Aplica lo leído:
(a) Enumera las orientaciones ideológicas de los gobiernos en cuyos países, según el texto sobre la protesta social, se repite la brutalidad policial.
(b) Edita el pasaje del texto sobre la protesta social, todo lo que va desde "En Colombia los" hasta "o trabajadores manifestantes.", y sustituye "palizas" por "golpizas".

Texto de lectura:
»»

Por Germán Danilo Hernández *
Una de las frases más repetidas en todas las protestas y revueltas populares en América Latina, y en otras naciones del mundo, en la antesala o durante el desarrollo de confrontaciones con la fuerza pública, es “el pueblo uniformado también es explotado”. Una especie de recorderis a militares y policías sobre su origen, para intentar persuadirlos de no arremeter en contra de la integridad de los manifestantes.
No obstante, a pesar de su fundamento y de su constante repetición, la frase pocas veces logra su cometido. Con las primeras escaramuzas los uniformados, entrenados especialmente para ello, hacen uso de la fuerza, en ocasiones de manera desmedida, independientemente de la orientación ideológica del régimen que defienden por lealtad o por deber. La brutalidad policial se repite, en países con gobiernos de derecha, de centro o de izquierda.
En Colombia los abusos para reprimir la protesta social siempre han estado presentes, solo que ahora es más fácil dejarlos en evidencia. Ello explica las imágenes que circulan en redes sociales y en medios de comunicación, con violentas arremetidas y crueles palizas selectivas de policías o militares contra jóvenes estudiantes o trabajadores manifestantes.

««

Datos proporcionados:
»»

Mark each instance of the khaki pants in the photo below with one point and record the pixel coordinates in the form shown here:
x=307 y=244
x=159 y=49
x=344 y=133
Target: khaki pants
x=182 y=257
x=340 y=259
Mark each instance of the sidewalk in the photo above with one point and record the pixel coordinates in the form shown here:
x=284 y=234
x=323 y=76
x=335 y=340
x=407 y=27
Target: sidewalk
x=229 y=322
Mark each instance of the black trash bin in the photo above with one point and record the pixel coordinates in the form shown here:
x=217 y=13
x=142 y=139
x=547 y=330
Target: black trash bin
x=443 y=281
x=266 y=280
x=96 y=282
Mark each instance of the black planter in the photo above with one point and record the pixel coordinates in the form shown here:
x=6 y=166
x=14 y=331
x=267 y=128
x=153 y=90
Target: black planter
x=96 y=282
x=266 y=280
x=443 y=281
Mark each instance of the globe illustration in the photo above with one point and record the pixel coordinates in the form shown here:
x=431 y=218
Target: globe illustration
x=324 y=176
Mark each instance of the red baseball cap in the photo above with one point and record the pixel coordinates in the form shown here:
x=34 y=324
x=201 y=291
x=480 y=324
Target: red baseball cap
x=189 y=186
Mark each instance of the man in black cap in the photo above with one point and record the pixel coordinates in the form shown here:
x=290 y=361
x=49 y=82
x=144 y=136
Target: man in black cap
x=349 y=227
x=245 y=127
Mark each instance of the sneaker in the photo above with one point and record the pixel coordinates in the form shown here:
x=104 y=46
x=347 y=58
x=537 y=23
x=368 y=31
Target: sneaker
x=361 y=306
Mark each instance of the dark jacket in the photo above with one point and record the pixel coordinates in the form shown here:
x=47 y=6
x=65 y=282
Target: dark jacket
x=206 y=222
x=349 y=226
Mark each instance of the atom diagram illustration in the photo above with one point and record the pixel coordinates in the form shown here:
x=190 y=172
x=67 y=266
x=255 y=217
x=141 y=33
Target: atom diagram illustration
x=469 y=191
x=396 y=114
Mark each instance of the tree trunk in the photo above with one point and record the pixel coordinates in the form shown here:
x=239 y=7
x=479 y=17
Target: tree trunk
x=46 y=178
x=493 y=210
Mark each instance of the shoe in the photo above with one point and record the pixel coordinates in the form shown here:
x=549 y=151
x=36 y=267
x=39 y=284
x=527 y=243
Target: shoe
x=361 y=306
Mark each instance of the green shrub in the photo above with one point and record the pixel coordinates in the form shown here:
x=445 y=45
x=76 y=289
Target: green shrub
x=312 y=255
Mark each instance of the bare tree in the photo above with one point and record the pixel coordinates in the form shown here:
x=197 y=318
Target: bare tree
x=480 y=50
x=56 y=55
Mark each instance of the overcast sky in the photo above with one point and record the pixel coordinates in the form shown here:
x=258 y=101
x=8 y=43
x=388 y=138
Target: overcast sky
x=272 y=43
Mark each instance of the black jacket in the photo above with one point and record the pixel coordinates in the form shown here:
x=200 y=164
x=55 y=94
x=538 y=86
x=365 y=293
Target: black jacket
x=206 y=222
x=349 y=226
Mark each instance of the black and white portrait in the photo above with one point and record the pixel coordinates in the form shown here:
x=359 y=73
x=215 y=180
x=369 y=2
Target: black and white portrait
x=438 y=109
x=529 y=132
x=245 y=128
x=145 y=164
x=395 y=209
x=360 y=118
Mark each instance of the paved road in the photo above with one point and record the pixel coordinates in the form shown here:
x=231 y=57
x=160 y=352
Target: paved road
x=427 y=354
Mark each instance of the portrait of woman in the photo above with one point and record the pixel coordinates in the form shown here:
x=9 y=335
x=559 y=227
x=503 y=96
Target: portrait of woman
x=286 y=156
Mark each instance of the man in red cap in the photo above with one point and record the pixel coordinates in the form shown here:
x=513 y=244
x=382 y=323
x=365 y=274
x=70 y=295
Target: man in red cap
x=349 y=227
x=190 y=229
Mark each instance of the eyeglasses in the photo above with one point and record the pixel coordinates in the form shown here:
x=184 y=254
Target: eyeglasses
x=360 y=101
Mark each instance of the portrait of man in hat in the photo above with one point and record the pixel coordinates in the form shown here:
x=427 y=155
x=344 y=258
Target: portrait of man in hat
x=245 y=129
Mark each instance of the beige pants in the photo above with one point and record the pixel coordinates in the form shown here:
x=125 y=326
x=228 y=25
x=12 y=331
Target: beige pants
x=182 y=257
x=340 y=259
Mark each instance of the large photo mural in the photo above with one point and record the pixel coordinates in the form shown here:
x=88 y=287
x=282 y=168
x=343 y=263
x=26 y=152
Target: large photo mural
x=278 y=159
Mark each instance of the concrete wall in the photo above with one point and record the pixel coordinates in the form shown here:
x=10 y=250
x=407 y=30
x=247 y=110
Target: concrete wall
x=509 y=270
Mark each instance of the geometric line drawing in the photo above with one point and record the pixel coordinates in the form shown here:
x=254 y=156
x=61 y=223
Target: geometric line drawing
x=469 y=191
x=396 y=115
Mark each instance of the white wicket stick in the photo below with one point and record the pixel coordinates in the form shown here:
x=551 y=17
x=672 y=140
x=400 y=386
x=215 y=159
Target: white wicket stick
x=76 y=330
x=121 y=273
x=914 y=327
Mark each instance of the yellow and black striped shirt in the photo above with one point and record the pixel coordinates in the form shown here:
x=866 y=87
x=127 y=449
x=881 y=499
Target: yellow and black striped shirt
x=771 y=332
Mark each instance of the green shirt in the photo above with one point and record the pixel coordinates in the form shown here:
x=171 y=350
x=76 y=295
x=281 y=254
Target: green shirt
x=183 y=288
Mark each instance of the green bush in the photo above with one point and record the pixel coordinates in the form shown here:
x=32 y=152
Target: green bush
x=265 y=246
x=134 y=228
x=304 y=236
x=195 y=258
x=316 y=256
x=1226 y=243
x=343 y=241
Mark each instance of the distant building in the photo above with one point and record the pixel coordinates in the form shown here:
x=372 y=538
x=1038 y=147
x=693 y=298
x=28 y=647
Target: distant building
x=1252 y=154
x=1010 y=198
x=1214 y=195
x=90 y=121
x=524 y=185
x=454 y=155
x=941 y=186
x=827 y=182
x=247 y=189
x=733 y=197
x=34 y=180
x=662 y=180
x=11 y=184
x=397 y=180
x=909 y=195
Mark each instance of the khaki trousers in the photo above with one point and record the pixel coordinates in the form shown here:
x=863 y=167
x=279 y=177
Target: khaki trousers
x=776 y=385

««

Lista de respuestas:
(a) Derecha, centro e izquierda.

(b)
En Colombia los abusos para reprimir la protesta social siempre han estado presentes, solo que ahora es más fácil dejarlos en evidencia. Ello explica las imágenes que circulan en redes sociales y en medios de comunicación, con violentas arremetidas y crueles golpizas selectivas de policías o militares contra jóvenes estudiantes o trabajadores manifestantes.